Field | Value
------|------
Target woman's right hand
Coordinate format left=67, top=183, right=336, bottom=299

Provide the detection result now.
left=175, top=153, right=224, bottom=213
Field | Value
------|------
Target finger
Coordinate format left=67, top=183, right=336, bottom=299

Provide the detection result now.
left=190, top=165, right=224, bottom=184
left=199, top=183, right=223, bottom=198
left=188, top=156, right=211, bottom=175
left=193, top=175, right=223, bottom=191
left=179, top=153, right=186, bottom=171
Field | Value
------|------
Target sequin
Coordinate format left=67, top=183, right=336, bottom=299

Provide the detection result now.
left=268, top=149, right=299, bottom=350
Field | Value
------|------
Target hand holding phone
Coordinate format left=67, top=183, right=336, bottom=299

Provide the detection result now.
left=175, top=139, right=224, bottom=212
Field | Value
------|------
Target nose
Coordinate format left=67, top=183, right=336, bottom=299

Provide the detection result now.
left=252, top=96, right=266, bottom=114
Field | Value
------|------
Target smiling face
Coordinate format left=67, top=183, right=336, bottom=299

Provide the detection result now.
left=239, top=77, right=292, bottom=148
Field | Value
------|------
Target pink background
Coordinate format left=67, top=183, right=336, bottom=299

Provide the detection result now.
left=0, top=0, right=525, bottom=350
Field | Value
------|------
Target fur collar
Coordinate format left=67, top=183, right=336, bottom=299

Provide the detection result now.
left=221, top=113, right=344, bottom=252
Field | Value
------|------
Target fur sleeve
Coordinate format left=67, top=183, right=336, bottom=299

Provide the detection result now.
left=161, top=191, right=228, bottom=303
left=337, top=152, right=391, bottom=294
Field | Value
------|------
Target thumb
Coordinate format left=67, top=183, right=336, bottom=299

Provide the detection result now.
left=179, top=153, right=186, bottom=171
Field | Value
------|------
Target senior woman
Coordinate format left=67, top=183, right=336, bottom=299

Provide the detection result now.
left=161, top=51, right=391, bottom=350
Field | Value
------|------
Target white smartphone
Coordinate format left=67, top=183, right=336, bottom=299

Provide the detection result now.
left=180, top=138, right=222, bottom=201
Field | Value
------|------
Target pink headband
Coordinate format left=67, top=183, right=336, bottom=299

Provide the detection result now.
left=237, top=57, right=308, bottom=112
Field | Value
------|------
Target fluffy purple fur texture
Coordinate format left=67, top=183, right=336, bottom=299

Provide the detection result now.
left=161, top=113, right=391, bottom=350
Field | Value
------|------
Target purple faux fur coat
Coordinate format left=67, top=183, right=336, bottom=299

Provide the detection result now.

**Instruction**
Copy the records from their beginning through the line containing "left=175, top=153, right=224, bottom=213", swapping "right hand" for "left hand" and keeping everything else unchanged.

**Task output**
Field | Value
------|------
Target woman's left hand
Coordinate format left=67, top=183, right=336, bottom=299

Provide the detection result now.
left=175, top=153, right=224, bottom=213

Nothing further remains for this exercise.